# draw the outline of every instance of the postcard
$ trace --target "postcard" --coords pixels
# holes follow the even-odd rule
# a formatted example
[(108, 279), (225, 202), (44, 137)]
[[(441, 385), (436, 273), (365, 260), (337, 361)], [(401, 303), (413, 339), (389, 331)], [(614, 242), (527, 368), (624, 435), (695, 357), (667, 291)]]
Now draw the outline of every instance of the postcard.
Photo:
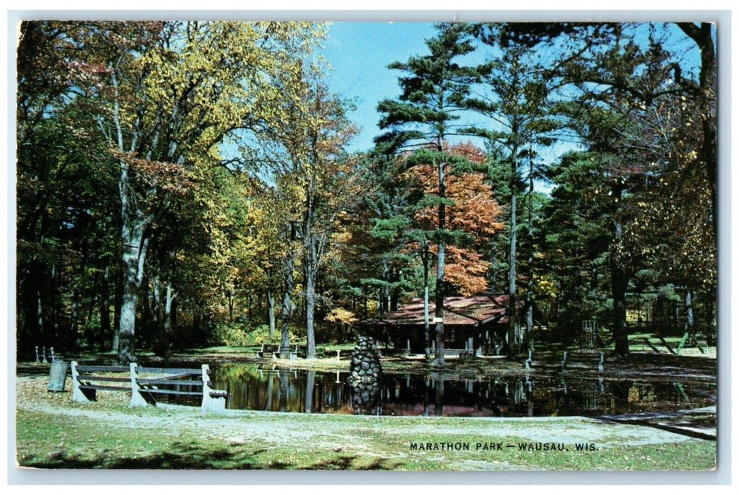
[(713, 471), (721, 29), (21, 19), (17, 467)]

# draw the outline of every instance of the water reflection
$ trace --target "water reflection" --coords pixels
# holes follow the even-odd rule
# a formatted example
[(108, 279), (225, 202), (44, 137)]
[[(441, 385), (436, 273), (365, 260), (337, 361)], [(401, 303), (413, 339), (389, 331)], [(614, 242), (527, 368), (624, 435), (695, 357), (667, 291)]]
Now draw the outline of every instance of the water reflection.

--

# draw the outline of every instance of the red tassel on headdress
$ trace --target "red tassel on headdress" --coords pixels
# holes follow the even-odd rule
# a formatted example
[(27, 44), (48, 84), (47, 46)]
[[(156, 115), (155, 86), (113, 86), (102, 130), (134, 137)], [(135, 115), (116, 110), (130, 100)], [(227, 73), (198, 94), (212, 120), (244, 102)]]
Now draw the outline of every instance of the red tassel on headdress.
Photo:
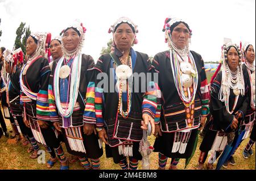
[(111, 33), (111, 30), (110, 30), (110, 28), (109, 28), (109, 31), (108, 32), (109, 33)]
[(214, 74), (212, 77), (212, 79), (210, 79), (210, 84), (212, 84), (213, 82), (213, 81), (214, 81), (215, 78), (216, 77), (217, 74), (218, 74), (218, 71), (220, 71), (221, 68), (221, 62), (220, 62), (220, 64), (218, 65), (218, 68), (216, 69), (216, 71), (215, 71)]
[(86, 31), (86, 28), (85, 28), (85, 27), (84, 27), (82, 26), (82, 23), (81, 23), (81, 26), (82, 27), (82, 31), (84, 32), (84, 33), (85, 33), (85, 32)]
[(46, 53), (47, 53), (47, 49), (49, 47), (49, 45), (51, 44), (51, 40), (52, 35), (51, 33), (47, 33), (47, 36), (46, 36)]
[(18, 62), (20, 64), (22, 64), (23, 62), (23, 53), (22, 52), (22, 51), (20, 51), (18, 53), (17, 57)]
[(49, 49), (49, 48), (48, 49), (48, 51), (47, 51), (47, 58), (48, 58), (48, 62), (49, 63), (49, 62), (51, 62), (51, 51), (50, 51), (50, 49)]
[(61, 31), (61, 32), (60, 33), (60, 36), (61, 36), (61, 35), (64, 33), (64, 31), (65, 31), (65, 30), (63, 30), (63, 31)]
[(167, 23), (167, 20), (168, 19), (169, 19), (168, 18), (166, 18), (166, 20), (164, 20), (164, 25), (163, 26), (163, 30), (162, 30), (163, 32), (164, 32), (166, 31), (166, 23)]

---

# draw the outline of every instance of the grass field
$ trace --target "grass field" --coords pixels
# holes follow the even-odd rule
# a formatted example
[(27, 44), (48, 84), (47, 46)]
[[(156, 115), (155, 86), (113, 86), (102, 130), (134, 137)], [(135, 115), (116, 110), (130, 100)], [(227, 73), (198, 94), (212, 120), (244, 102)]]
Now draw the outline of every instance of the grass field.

What to work on » Starting with the line that contains "# draw the outline of every instance of the water" and going on through the line that contains "Now draw the outline of every instance of the water", write those lines out again with "water reflection" replaced by "lake reflection" and nothing else changed.

Solved problem »
# draw the outline of every instance of the lake reflection
$ trace --target "lake reflection" --coords pixels
# holes follow the even-odd rule
# a formatted example
[(108, 279), (225, 202), (44, 137)]
[[(441, 385), (436, 273), (365, 260), (337, 361)], [(401, 303), (413, 339), (389, 331)], [(614, 242), (527, 368), (624, 435), (695, 357), (667, 291)]]
Now draw the outline of every instance of the lake reflection.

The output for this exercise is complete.